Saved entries
Segment Open
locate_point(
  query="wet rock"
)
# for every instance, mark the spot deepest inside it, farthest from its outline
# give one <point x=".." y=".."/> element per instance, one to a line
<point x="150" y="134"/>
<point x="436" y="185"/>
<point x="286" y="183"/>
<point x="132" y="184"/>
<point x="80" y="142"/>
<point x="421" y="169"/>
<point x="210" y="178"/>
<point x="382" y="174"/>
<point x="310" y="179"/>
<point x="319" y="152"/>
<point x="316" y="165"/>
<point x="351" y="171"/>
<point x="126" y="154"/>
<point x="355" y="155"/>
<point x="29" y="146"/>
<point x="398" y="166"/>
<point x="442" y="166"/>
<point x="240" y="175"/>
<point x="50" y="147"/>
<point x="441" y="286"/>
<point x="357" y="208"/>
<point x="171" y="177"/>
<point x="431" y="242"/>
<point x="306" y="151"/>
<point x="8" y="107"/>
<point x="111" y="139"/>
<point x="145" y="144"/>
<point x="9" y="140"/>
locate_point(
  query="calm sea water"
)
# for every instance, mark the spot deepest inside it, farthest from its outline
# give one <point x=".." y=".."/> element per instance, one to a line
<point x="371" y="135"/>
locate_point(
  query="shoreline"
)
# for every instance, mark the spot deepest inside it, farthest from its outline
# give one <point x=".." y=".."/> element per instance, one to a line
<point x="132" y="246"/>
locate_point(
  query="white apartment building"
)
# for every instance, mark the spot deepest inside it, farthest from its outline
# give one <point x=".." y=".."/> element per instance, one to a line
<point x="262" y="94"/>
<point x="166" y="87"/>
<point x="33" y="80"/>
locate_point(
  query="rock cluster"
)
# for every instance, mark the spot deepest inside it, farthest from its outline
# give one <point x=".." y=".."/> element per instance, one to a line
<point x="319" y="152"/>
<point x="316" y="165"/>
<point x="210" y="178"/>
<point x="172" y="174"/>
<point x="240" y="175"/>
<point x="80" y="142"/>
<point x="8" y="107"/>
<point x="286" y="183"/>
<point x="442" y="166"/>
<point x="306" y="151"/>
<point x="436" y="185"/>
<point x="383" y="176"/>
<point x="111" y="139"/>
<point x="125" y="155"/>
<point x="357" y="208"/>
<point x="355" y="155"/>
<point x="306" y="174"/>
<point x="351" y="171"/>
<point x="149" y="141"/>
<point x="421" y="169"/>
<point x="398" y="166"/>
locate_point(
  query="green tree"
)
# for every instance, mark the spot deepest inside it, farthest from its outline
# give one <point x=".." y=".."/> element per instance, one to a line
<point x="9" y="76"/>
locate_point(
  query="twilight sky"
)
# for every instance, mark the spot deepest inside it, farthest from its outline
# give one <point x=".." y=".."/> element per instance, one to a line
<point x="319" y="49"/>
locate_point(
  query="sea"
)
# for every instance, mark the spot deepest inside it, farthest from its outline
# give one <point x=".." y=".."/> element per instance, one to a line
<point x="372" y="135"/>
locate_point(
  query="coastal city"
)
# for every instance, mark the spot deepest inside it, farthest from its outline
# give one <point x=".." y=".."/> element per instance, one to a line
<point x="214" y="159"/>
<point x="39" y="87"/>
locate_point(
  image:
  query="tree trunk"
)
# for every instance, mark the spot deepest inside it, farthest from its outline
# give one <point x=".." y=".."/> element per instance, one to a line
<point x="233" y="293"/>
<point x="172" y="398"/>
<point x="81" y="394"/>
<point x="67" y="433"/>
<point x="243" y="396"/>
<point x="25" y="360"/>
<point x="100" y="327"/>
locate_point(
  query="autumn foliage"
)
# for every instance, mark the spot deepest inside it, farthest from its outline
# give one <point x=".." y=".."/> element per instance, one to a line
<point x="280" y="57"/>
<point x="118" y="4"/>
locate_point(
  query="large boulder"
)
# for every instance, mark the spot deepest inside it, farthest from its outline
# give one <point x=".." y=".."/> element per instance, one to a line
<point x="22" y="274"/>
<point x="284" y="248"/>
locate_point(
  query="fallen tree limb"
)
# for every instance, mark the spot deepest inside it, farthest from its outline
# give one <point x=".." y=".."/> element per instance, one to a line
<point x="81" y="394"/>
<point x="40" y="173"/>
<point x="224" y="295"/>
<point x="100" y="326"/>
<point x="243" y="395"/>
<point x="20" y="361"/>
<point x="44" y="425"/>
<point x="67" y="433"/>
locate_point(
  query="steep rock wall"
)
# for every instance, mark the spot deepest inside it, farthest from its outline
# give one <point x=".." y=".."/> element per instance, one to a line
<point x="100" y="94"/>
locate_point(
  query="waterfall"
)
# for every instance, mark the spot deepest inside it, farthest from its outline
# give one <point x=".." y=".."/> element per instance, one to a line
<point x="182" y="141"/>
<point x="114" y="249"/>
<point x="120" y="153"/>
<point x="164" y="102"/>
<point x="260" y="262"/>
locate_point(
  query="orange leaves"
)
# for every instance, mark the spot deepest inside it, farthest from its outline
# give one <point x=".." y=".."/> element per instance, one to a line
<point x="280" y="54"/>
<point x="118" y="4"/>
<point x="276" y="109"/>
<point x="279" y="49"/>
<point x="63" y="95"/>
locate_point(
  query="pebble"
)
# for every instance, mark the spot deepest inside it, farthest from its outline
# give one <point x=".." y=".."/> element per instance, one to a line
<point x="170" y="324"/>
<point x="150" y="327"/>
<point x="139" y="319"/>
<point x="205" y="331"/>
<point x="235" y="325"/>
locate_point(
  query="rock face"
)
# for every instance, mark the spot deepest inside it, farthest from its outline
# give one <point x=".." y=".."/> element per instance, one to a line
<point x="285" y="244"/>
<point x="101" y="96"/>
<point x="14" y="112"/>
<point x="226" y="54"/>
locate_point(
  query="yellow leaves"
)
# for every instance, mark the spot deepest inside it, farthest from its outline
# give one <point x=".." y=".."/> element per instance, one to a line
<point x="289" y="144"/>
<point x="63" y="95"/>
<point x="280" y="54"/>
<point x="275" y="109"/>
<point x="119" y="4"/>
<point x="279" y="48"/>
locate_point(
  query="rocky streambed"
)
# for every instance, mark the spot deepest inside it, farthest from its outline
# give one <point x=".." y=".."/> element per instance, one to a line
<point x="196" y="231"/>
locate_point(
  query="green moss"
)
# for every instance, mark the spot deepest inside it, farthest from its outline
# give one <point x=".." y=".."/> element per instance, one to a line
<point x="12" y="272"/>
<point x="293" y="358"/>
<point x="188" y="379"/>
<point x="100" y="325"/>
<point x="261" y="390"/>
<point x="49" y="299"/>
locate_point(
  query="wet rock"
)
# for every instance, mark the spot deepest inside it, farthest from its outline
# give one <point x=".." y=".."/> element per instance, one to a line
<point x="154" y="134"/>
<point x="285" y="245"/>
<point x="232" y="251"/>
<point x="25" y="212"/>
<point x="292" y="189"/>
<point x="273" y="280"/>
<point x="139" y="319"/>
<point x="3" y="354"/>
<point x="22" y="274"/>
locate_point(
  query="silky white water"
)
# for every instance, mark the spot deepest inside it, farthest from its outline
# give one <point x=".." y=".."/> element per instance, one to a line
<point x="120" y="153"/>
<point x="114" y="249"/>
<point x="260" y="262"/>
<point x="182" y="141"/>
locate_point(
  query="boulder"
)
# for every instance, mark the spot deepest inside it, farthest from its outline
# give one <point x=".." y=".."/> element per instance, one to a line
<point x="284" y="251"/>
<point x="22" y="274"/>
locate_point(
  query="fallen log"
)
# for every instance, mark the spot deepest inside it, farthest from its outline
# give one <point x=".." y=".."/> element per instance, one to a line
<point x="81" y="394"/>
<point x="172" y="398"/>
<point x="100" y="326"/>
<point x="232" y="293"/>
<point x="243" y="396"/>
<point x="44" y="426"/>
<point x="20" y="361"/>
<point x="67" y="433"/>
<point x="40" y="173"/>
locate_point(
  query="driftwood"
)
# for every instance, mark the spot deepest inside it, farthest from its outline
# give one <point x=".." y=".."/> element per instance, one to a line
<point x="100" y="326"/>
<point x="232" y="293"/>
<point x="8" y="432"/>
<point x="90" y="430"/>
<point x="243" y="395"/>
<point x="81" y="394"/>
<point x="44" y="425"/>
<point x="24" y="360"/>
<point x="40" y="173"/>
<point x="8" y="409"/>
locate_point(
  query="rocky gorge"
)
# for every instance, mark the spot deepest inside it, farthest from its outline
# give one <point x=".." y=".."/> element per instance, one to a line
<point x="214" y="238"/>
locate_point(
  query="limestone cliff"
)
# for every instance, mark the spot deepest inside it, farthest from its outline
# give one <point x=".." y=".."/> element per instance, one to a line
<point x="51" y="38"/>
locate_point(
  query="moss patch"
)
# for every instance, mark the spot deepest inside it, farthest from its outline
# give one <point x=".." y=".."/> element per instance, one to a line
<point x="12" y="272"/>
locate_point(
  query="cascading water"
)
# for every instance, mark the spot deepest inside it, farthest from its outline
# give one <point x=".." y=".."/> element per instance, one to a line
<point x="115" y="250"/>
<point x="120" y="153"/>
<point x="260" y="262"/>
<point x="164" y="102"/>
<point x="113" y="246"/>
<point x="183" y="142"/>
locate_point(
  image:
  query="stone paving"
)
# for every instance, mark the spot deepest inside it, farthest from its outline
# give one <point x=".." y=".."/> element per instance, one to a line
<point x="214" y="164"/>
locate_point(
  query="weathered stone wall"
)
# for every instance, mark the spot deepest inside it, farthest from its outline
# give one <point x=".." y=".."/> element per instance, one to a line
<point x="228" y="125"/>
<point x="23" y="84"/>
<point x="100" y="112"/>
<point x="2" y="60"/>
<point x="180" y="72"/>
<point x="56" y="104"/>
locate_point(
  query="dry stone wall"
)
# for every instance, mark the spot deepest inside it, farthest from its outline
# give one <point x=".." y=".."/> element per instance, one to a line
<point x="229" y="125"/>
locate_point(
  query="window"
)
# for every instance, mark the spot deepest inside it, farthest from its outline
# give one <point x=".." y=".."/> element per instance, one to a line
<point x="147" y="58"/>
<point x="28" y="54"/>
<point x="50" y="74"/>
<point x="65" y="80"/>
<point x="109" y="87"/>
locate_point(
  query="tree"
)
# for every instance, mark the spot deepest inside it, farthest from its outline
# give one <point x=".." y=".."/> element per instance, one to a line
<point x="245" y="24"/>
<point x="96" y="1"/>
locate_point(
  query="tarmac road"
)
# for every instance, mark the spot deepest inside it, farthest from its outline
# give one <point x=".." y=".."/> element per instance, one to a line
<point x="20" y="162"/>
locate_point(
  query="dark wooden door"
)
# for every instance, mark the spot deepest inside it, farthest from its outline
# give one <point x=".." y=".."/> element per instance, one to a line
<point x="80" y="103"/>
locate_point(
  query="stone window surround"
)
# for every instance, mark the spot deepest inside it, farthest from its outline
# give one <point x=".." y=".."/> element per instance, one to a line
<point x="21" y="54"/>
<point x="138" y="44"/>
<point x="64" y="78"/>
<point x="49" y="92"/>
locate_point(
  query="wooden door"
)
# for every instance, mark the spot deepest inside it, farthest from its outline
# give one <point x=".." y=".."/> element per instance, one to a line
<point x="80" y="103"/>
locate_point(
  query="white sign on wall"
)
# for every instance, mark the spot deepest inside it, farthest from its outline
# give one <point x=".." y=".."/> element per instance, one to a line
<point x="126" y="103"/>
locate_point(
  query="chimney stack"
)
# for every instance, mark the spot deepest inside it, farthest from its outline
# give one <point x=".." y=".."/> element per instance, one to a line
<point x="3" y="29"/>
Segment Closed
PROBLEM STATEMENT: Your reply must be one number, namely the count of lines above that hold the string "tree".

EXPECTED OUTPUT: 4